» **Seitentext**
URI Ampflification vermarktet den Diamant 50 in erster Linie als Hi-Gain-Amp. Das wird im Lead-Kanal auch recht schnell deutlich. Dabei will Uri nicht irgendwelche Klassiker kopieren, sondern schon seinen eigenen Sound kreieren. Der Grundsound im Lead-Kanal hat immer eine ordentliche Portion Kompression und vor allem eine gewisse Mitten-Nase, die sich im musikalischen Kontext mühelos Gehör verschaffen kann. Egal, wie man die auch in diesem Kanal effektive Dreibandklangregelung einstellt, der Mitten-Fokus bleibt stets erkennbar.

Das Gain-Spektrum reicht von leichter Zerre bis zur Hi-Gain-Vollbedienung mit jeder Menge Reserven. Dabei stecken einige Sound-Varianten im Diamant 50, die sich am besten über den „Tight“- Switch steuern lassen. In der unteren Position und mit reduziertem Gain erhält man entfernt einen britisch angehauchten Old-School-Sound mit schlanken Bässen. Dreht man nun noch „Damp“ etwas auf, wird es ein wenig kratziger, dabei aber nicht unangenehm.

Mit „Tight“ in der Mittelposition werden die Bässe straffer. Einen ordentlichen Schuss Gain hinzu und harte Riffs erhalten eine knackige Kontur. Hier lohnt sich das Spiel mit „Damp“ und der Dreibandklangregelung, denn darüber lässt sich der Sound prima in gewünschte Richtungen adjustieren. Die mittlere „Tight“-Stellung wäre meine bevorzugte Wahl. Es klingt modern mit entfernten Anlehnungen an britische Hot-Rod-Sounds, gleichwohl stets mit der eigenen Note aufgrund des erwähnten Mittenfokus. Dadurch wird auch das Umkippen in die Obertöne ein Kinderspiel.

Stellt man den „Tight“-Schalter in die obere Stellung, so treten die tieferen Bässe in den Vordergrund. Eine subtile Rectifier-Anlehnung ist zu hören. Für Riffs der oberharten Gangart sicher eine gute Ausgangsposition. Klar ist, der Lead-Kanal will richtig gekitzelt werden. Seine Stärken liegen im High-Gain-Bereich. Im Wesentlichen mit den unterschiedlichen „Tight“-Einstellungen, ergänzt mit der „Damp“- Regelung und der Dreibanklangregelung, lässt sich dieser auch in unterschiedliche klangliche Gefilde formen.

» **Datensatzeinträge**
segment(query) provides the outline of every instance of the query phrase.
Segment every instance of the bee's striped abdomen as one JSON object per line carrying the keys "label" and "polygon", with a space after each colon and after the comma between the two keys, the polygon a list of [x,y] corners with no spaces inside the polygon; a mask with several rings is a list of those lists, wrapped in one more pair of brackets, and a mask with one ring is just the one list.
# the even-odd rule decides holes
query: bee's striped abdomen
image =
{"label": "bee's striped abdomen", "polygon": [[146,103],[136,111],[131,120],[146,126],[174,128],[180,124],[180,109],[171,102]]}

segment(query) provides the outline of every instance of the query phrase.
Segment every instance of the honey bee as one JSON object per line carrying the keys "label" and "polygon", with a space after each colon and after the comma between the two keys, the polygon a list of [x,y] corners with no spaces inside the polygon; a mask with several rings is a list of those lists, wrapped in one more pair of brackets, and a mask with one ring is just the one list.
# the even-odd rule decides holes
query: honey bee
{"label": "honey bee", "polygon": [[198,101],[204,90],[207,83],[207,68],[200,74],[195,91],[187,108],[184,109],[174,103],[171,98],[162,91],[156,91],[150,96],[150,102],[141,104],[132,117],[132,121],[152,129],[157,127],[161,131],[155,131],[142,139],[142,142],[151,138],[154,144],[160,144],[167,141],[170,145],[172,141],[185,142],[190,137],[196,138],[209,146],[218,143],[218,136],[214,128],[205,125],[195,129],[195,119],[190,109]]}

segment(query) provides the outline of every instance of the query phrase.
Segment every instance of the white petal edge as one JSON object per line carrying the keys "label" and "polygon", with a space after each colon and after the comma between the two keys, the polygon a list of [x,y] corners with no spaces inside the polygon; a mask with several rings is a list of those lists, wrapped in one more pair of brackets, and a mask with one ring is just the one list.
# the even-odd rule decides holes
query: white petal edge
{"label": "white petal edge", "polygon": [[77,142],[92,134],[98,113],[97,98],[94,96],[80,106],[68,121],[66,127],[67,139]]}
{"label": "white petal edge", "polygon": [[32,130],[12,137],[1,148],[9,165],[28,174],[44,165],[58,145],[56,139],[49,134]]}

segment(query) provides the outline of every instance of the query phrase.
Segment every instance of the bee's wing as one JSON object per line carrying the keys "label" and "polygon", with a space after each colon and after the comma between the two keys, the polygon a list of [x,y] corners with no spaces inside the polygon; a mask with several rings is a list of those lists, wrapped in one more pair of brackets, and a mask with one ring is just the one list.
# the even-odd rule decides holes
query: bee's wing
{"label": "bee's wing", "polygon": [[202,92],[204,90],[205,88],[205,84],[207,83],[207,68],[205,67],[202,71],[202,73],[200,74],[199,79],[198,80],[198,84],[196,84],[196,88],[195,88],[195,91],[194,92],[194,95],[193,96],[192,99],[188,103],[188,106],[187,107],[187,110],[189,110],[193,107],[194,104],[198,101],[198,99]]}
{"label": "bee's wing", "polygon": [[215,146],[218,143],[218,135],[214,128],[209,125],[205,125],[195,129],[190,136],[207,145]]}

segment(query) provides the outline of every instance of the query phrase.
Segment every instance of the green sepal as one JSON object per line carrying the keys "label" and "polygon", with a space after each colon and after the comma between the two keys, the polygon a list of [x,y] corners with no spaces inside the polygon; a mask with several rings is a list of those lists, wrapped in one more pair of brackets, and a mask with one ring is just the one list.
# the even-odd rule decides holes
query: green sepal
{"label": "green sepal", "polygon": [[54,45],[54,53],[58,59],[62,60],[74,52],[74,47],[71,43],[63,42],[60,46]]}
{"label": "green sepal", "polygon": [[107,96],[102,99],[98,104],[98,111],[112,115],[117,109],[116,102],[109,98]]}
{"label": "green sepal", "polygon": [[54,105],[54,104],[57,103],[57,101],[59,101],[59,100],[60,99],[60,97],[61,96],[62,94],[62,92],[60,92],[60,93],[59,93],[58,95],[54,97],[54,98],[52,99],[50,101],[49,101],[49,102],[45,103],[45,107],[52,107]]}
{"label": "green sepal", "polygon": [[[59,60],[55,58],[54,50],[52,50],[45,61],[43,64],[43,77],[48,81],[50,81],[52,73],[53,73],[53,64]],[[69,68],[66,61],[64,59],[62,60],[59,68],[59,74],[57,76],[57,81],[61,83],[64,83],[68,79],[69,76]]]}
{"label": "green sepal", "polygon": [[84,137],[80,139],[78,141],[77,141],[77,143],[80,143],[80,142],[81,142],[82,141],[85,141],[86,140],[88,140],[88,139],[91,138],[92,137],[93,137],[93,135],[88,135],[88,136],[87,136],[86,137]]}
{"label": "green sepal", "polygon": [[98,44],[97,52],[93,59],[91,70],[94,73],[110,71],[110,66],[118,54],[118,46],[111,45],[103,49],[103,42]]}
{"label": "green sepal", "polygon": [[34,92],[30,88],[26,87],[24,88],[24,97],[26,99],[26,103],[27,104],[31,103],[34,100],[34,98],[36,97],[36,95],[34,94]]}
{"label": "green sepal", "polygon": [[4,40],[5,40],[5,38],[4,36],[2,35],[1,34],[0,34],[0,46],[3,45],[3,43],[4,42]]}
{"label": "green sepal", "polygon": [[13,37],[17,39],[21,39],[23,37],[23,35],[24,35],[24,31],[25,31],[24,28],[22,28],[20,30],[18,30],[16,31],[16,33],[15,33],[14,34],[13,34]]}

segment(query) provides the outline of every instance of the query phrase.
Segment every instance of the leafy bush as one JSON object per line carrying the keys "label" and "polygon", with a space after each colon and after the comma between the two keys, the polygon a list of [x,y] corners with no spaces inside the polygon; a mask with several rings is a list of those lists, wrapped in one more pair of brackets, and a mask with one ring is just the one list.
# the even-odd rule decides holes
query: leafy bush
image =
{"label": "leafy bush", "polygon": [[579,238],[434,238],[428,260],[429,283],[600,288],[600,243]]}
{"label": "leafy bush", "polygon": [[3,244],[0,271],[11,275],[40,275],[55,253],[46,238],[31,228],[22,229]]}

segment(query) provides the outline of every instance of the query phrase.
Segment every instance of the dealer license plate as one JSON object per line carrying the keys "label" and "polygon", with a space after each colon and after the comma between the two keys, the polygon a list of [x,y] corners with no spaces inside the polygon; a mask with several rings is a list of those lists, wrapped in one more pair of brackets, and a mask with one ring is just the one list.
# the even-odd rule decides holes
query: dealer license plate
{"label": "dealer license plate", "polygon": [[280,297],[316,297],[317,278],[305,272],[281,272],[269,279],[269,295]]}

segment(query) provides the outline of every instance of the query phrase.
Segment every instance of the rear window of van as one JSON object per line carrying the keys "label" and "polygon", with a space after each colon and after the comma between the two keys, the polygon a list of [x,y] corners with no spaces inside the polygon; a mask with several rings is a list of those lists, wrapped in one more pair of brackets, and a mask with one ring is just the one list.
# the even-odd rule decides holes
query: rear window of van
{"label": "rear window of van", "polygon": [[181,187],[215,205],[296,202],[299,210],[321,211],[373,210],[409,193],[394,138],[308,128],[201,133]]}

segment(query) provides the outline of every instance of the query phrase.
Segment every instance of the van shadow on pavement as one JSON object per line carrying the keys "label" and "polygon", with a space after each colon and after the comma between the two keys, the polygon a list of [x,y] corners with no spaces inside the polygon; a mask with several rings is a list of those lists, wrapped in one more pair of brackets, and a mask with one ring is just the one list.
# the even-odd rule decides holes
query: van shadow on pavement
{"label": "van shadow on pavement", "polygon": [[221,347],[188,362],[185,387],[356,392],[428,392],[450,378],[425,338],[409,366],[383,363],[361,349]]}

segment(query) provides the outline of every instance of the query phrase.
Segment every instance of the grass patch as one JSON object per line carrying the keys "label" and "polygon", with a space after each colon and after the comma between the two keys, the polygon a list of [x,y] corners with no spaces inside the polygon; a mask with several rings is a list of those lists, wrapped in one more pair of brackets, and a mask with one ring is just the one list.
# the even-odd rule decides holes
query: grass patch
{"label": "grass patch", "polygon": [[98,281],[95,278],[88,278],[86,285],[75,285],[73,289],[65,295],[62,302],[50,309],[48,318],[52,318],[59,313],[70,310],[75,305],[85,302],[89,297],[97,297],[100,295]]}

» **Aufgabe**
Ändere im Text über den Diamant 50 den Abschnitt von „URI Ampflification vermarktet“ bis „bleibt stets erkennbar.“, indem du „Mitten-Nase“ durch „Mittenbetonung“ ersetzt. Gib den Abschnitt danach vollständig wieder.

» **Erwartete Antwort**
URI Ampflification vermarktet den Diamant 50 in erster Linie als Hi-Gain-Amp. Das wird im Lead-Kanal auch recht schnell deutlich. Dabei will Uri nicht irgendwelche Klassiker kopieren, sondern schon seinen eigenen Sound kreieren. Der Grundsound im Lead-Kanal hat immer eine ordentliche Portion Kompression und vor allem eine gewisse Mittenbetonung, die sich im musikalischen Kontext mühelos Gehör verschaffen kann. Egal, wie man die auch in diesem Kanal effektive Dreibandklangregelung einstellt, der Mitten-Fokus bleibt stets erkennbar.